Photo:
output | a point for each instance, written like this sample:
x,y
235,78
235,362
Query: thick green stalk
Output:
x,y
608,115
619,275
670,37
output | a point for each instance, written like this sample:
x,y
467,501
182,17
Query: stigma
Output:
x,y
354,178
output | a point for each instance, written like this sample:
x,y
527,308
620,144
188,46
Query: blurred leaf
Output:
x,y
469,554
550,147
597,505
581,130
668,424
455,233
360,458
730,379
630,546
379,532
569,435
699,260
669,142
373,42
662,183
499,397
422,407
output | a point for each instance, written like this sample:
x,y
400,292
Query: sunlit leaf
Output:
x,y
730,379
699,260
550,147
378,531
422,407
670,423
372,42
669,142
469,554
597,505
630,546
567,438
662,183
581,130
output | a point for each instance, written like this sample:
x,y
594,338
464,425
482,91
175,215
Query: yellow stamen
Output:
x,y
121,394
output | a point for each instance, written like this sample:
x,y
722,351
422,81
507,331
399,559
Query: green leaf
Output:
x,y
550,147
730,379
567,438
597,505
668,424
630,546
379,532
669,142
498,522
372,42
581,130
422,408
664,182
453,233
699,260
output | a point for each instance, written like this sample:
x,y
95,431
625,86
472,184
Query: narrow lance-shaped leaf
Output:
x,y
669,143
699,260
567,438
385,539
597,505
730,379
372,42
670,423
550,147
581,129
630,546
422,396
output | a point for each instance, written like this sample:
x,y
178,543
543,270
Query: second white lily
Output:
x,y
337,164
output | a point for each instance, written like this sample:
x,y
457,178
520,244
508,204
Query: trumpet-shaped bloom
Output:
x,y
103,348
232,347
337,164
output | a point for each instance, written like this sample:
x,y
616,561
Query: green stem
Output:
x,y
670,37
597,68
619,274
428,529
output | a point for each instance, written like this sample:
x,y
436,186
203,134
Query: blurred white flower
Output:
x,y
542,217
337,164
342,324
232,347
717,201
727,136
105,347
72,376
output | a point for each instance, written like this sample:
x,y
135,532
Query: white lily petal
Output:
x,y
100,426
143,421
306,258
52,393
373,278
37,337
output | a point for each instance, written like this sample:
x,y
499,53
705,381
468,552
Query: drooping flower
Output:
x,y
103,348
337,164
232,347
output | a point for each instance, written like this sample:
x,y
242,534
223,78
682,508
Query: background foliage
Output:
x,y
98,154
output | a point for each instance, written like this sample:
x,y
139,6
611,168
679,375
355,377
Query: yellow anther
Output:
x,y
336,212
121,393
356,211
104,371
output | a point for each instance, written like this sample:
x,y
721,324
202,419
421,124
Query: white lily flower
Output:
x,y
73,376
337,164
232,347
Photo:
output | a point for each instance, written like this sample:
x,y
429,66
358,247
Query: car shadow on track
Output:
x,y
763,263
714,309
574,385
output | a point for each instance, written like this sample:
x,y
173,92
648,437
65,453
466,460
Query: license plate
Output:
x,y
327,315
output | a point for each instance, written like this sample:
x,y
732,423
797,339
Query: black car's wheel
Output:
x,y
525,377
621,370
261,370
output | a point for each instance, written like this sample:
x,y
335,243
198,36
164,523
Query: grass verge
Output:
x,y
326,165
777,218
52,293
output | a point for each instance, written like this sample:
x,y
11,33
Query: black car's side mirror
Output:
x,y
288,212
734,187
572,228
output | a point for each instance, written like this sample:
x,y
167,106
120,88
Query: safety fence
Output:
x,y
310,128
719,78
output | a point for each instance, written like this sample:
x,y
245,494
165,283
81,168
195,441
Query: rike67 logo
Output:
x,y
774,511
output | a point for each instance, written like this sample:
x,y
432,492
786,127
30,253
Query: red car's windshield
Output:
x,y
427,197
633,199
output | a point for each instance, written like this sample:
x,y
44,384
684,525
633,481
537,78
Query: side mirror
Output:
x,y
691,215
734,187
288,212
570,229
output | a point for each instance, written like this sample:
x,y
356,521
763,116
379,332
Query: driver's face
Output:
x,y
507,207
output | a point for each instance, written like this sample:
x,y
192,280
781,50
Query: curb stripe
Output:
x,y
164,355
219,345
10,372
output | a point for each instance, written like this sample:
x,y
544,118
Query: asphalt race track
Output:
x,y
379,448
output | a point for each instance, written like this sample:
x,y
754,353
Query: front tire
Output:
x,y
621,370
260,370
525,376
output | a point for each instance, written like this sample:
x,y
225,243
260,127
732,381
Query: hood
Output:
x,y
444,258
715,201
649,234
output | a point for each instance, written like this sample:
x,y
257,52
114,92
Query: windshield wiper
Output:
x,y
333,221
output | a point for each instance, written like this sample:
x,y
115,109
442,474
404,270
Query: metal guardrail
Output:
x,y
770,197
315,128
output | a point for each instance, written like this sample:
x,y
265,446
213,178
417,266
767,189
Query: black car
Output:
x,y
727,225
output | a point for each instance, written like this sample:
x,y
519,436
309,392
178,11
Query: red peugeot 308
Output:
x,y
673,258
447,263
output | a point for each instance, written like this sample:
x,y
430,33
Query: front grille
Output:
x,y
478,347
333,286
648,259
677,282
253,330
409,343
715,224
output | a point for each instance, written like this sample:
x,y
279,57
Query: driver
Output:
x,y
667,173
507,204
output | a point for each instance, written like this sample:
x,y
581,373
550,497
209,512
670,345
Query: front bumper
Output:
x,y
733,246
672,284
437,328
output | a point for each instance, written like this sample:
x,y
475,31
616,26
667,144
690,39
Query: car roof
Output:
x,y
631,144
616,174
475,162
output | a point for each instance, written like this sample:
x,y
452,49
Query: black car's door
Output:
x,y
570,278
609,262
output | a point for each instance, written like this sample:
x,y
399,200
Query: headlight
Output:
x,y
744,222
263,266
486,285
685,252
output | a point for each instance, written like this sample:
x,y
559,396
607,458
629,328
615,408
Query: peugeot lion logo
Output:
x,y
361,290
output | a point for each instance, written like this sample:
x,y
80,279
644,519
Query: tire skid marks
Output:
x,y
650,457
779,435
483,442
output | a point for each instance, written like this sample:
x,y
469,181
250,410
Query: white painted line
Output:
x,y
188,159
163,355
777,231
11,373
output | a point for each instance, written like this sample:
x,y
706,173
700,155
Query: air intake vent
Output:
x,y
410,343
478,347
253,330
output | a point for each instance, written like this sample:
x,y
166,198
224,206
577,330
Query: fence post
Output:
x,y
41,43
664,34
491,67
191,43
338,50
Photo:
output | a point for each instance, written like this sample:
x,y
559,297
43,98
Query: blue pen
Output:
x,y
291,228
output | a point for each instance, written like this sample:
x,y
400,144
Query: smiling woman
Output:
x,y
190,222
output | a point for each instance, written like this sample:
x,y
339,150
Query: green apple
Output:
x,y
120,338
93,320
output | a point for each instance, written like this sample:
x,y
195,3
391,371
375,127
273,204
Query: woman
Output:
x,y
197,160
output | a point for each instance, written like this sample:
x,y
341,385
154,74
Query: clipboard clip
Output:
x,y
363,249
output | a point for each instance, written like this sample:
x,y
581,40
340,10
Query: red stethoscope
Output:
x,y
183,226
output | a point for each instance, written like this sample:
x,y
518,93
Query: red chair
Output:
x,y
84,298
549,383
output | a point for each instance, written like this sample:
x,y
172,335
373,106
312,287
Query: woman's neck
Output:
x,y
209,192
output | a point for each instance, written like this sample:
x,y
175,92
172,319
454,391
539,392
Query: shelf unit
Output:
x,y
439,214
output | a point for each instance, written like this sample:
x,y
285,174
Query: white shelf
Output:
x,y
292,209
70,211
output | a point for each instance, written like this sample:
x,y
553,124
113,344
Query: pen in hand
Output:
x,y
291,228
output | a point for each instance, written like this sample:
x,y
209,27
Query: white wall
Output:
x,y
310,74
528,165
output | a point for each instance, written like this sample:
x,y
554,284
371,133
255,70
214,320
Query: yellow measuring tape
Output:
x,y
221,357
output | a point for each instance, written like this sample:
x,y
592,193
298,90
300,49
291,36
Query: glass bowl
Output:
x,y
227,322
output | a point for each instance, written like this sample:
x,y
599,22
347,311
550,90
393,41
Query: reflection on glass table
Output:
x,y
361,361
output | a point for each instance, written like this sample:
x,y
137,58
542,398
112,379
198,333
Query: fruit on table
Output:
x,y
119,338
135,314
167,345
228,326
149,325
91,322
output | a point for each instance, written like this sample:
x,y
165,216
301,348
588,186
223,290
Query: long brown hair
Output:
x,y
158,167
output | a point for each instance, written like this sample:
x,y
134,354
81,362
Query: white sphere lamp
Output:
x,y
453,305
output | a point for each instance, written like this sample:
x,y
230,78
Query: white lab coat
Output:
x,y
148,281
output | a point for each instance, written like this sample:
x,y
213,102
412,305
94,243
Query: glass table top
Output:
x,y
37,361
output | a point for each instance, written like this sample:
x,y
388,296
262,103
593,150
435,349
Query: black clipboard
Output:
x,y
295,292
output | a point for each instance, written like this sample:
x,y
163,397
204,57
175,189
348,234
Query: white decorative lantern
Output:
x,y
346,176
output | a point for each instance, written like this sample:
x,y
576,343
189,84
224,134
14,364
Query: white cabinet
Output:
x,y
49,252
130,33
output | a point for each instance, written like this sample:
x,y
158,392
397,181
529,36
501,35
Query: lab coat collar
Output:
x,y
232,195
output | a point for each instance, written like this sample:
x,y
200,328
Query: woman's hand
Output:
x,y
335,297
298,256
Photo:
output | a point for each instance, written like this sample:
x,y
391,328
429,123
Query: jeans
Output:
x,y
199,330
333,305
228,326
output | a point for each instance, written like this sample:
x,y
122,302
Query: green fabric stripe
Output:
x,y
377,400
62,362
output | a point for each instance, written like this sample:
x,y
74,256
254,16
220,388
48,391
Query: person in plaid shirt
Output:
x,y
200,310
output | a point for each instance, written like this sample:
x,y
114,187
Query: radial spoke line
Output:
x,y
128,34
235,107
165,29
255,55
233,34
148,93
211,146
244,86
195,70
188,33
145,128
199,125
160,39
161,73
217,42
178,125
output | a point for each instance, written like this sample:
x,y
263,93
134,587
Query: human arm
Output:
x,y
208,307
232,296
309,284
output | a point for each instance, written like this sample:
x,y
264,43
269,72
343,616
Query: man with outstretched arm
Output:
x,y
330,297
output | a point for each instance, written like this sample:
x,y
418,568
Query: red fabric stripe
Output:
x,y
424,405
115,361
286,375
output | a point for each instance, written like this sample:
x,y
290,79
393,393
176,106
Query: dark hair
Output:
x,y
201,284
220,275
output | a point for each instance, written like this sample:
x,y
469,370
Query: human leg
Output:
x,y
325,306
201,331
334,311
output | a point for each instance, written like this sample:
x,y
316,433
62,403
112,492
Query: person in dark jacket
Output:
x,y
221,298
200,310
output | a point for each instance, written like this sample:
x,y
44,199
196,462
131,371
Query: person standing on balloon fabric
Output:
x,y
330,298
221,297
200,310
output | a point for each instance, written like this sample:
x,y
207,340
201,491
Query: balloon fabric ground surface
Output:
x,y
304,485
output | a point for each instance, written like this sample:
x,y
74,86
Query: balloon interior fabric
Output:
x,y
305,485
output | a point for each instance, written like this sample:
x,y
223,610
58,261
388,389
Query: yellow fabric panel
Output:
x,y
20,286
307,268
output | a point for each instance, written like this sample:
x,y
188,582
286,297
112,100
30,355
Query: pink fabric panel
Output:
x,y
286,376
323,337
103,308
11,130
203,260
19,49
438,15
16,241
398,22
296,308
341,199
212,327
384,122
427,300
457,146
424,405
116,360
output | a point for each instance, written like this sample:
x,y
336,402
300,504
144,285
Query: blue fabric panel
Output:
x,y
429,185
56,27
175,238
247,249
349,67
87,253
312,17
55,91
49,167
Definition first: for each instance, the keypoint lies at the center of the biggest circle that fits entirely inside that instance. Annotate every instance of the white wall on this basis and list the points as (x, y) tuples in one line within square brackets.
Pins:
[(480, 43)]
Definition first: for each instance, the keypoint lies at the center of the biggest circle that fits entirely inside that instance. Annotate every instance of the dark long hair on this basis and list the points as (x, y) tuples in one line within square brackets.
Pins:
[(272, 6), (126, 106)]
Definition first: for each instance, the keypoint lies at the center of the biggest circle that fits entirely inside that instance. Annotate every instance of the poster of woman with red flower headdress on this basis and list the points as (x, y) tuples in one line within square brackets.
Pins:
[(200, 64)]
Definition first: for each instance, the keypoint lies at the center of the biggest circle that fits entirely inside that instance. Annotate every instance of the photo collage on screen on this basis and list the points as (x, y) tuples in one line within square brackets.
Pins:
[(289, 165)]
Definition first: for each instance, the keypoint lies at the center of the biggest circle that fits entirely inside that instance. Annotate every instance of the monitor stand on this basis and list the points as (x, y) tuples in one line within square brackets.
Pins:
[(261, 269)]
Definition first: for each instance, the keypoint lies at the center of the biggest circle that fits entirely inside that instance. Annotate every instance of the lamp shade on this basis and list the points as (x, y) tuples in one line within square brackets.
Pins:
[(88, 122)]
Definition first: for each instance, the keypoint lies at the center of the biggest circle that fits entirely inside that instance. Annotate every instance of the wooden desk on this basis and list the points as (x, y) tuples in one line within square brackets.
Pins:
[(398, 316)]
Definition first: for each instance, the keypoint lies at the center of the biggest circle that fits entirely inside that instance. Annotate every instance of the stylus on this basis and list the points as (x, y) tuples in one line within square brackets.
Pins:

_ _ _ _ _

:: WHAT NEEDS TO BE DONE ::
Return from the data every line that holds "flower".

:: SOLUTION ::
Query: blurred white flower
Query: drooping flower
Query: white lily flower
Definition first: for each instance, the keypoint lies at the center of the biggest circle that fits entirely inside that instance. Annotate every instance of the poster of woman with red flower headdress on this basis and list the points as (x, y) tuples in one line within square brackets.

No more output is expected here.